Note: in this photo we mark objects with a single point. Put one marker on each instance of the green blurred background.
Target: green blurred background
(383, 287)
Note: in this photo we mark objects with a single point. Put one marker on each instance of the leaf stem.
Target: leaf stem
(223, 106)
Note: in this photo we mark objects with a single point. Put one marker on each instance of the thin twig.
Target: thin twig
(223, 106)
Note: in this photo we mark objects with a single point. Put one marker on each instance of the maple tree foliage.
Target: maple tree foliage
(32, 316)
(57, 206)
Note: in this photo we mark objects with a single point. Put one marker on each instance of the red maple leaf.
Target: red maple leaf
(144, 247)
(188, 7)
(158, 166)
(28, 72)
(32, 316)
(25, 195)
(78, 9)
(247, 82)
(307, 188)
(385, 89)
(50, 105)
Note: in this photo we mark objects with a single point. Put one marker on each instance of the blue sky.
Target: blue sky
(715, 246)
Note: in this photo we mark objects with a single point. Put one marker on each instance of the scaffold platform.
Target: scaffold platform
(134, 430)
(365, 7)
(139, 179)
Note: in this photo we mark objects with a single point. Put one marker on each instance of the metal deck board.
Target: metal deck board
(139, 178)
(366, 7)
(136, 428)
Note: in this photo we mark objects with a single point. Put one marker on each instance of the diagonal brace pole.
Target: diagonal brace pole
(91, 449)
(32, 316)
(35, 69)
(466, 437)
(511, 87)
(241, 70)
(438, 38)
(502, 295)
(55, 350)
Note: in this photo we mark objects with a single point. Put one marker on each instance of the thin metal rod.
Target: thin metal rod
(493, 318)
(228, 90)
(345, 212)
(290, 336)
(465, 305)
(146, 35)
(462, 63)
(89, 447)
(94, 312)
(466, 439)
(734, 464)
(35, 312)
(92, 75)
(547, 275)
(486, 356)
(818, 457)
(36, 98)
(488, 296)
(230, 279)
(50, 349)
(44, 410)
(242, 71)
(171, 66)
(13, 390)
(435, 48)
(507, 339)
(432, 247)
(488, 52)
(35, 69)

......

• What needs to be done:
Please repeat the material exactly as it appears above.

• Result below:
Note: in this photo we mark objects with a single point. Put one marker on each instance of the green blurred background.
Target: green blurred background
(383, 287)
Note: in this photo we mark objects with a single point. Put one marker on each instance of the leaf stem.
Target: leaf stem
(223, 106)
Note: in this photo we mark objects with a single point. Put one marker on each instance of the thin twig.
Target: thin twig
(223, 106)
Note: in this photo we mark objects with a single point. Put one marker on each instance of the maple tree foliage.
Target: maple tree foliage
(32, 316)
(57, 206)
Note: in this photo we mark objects with a single point. Put one marker on each instance of the red maple leaf.
Target: red maple leaf
(144, 247)
(188, 7)
(158, 166)
(28, 72)
(32, 316)
(25, 195)
(78, 9)
(247, 82)
(307, 188)
(385, 89)
(50, 105)
Note: in this photo we mark objects with a single point. Put one marker on each instance of the blue sky.
Target: blue sky
(715, 246)
Note: in this photo we mark objects with a single point. Put one marker on each instance of the scaffold platform.
Target: scaffold platform
(134, 430)
(365, 7)
(139, 179)
Note: in this photo we mark objects with a single point. Put one marker on each instance of the metal deck board.
Target: metal deck board
(139, 178)
(366, 7)
(136, 428)
Note: in this photo we mark objects with a single point. Put one marker on each instance of the diagonal brace pole.
Target: diagonal brace pole
(91, 449)
(32, 316)
(35, 69)
(466, 437)
(511, 87)
(241, 70)
(438, 38)
(502, 295)
(55, 350)
Note: in this photo we mark objects with a single point. Put one marker on each instance of the thin metal rod.
Target: thin metal rod
(493, 318)
(228, 90)
(345, 212)
(290, 336)
(465, 305)
(146, 35)
(462, 63)
(89, 447)
(94, 312)
(466, 439)
(734, 464)
(35, 312)
(92, 75)
(547, 275)
(486, 356)
(818, 457)
(36, 98)
(488, 296)
(230, 279)
(50, 349)
(44, 410)
(242, 71)
(171, 66)
(13, 390)
(435, 48)
(507, 339)
(432, 247)
(488, 52)
(35, 69)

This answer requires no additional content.